**SHORT EXERCISE A:**
Output the passage from the article about the high school curriculum from "On June 28 Greg" up to and including "of their education.", copied word for word.

**PAGE TEXT:**
On June 28 Greg Dingle, a recent high school graduate, published an article entitled “School’s a good place to leave” in our local newpaper. I felt that Greg expressed exactly my sentiments about the high school curriculum. After a teacher wrote in to criticize Greg’s opinion, saying he hadn’t had enough life experience to judge whether his studies would be helpful, I also wrote an article to support Greg. I’m reproducing it here for Island Parent readers, to help those of you whose children are in high school to think about the meaning of their education.
“I graduated from high school in 1957, and my youngest child graduated this year, so I’m familiar with the curriculum back then and now, and it basically hasn’t changed. Elementary school is very helpful. We learn to read, write, do basic arithmetic, and coordinate our bodies through physical education – essentials without which we couldn’t get by in life. But the higher we go in school, the more irrelevant the curriculum becomes. Why is everyone forced to study algebra, geometry and Shakespeare at the age of 17? Personally, all these subjects interest me – but they should be optional fields of study which people can choose to take as part of their higher education.

**DATASET RECORDS:**
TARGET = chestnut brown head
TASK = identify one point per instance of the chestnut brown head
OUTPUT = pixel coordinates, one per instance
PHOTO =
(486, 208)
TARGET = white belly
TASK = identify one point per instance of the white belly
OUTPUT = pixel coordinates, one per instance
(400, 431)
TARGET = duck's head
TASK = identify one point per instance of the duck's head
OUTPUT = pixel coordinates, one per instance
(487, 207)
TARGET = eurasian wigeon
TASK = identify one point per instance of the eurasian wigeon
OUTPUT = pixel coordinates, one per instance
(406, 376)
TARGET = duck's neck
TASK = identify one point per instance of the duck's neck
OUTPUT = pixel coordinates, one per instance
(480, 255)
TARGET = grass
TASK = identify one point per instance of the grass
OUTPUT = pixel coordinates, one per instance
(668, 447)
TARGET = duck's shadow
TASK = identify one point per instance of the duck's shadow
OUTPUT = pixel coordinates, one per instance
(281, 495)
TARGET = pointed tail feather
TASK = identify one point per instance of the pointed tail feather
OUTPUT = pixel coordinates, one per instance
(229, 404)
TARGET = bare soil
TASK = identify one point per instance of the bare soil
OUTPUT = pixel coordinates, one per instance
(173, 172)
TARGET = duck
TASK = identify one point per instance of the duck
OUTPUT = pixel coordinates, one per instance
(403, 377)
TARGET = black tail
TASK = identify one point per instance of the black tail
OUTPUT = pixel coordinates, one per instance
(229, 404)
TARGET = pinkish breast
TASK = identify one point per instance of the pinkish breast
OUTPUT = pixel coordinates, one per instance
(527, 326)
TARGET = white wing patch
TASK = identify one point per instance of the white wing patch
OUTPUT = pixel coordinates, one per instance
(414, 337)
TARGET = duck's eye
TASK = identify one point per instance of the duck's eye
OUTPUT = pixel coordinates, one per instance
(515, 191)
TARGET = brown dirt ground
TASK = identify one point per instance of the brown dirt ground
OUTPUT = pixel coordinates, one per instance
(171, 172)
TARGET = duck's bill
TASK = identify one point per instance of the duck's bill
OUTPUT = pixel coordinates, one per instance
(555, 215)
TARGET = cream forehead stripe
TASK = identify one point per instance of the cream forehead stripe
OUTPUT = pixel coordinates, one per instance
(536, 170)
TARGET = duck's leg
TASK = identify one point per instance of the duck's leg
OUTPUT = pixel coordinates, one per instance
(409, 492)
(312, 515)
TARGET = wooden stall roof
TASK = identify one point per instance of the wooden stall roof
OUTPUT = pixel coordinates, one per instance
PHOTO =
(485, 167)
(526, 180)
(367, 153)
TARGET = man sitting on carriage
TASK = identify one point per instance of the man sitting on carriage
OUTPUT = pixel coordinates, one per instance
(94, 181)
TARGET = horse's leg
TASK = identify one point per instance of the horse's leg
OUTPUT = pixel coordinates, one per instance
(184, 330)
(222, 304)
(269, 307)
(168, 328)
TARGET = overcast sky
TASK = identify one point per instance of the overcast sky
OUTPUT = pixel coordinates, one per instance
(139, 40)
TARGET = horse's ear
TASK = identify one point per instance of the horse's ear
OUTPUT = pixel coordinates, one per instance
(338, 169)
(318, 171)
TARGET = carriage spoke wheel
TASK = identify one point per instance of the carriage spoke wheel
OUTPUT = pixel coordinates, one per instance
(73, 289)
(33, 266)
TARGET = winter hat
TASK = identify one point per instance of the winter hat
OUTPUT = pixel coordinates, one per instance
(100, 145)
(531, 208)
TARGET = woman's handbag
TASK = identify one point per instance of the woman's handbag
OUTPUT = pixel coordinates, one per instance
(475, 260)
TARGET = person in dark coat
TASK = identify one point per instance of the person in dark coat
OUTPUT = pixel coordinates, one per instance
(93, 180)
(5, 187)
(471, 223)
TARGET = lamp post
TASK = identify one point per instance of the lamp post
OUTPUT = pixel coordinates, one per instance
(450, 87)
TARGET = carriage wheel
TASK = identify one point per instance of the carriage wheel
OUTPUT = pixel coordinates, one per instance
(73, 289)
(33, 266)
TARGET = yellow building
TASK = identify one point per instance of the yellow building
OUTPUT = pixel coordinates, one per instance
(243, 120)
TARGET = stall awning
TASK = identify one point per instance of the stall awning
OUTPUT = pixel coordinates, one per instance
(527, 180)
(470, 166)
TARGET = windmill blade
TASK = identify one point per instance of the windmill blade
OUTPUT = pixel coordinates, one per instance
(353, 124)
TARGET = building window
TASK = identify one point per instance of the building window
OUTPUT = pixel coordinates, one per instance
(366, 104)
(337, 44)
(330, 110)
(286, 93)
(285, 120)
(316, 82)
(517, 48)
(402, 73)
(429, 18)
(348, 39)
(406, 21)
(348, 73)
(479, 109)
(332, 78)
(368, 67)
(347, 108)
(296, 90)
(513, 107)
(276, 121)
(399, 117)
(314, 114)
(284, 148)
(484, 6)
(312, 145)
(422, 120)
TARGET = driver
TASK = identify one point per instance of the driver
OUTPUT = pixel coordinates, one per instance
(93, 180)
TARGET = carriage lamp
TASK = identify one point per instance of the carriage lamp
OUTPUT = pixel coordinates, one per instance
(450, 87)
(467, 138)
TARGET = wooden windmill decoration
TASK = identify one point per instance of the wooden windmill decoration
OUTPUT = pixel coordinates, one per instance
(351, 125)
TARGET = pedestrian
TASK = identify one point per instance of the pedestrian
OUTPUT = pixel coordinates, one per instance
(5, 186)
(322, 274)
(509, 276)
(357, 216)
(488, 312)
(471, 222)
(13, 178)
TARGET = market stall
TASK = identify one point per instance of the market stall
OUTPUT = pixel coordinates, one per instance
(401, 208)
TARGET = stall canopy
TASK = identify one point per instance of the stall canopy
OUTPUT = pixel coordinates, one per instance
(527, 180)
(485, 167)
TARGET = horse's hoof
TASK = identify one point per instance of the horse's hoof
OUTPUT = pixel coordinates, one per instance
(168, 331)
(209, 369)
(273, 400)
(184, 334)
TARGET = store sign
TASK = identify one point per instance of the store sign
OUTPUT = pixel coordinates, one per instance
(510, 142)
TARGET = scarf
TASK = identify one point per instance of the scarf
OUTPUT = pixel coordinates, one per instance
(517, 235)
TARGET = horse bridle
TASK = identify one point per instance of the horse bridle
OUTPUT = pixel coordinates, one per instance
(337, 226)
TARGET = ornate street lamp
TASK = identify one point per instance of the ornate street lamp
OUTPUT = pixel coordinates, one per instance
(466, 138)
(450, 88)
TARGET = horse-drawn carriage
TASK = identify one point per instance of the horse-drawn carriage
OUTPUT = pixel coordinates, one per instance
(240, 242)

**SHORT EXERCISE B:**
Express the lines of the rows above, from the line with "TARGET = driver" through the last line of the rows, as a Markdown table with the columns No. and Line, giving each line a number and leaving out blank lines.

**FULL RESPONSE A:**
On June 28 Greg Dingle, a recent high school graduate, published an article entitled “School’s a good place to leave” in our local newpaper. I felt that Greg expressed exactly my sentiments about the high school curriculum. After a teacher wrote in to criticize Greg’s opinion, saying he hadn’t had enough life experience to judge whether his studies would be helpful, I also wrote an article to support Greg. I’m reproducing it here for Island Parent readers, to help those of you whose children are in high school to think about the meaning of their education.

**FULL RESPONSE B:**
| No. | Line |
|---|---|
| 1 | TARGET = driver |
| 2 | TASK = identify one point per instance of the driver |
| 3 | OUTPUT = pixel coordinates, one per instance |
| 4 | (93, 180) |
| 5 | TARGET = carriage lamp |
| 6 | TASK = identify one point per instance of the carriage lamp |
| 7 | OUTPUT = pixel coordinates, one per instance |
| 8 | (450, 87) |
| 9 | (467, 138) |
| 10 | TARGET = wooden windmill decoration |
| 11 | TASK = identify one point per instance of the wooden windmill decoration |
| 12 | OUTPUT = pixel coordinates, one per instance |
| 13 | (351, 125) |
| 14 | TARGET = pedestrian |
| 15 | TASK = identify one point per instance of the pedestrian |
| 16 | OUTPUT = pixel coordinates, one per instance |
| 17 | (5, 186) |
| 18 | (322, 274) |
| 19 | (509, 276) |
| 20 | (357, 216) |
| 21 | (488, 312) |
| 22 | (471, 222) |
| 23 | (13, 178) |
| 24 | TARGET = market stall |
| 25 | TASK = identify one point per instance of the market stall |
| 26 | OUTPUT = pixel coordinates, one per instance |
| 27 | (401, 208) |
| 28 | TARGET = stall canopy |
| 29 | TASK = identify one point per instance of the stall canopy |
| 30 | OUTPUT = pixel coordinates, one per instance |
| 31 | (527, 180) |
| 32 | (485, 167) |
| 33 | TARGET = horse's hoof |
| 34 | TASK = identify one point per instance of the horse's hoof |
| 35 | OUTPUT = pixel coordinates, one per instance |
| 36 | (168, 331) |
| 37 | (209, 369) |
| 38 | (273, 400) |
| 39 | (184, 334) |
| 40 | TARGET = store sign |
| 41 | TASK = identify one point per instance of the store sign |
| 42 | OUTPUT = pixel coordinates, one per instance |
| 43 | (510, 142) |
| 44 | TARGET = scarf |
| 45 | TASK = identify one point per instance of the scarf |
| 46 | OUTPUT = pixel coordinates, one per instance |
| 47 | (517, 235) |
| 48 | TARGET = horse bridle |
| 49 | TASK = identify one point per instance of the horse bridle |
| 50 | OUTPUT = pixel coordinates, one per instance |
| 51 | (337, 226) |
| 52 | TARGET = ornate street lamp |
| 53 | TASK = identify one point per instance of the ornate street lamp |
| 54 | OUTPUT = pixel coordinates, one per instance |
| 55 | (466, 138) |
| 56 | (450, 88) |
| 57 | TARGET = horse-drawn carriage |
| 58 | TASK = identify one point per instance of the horse-drawn carriage |
| 59 | OUTPUT = pixel coordinates, one per instance |
| 60 | (240, 242) |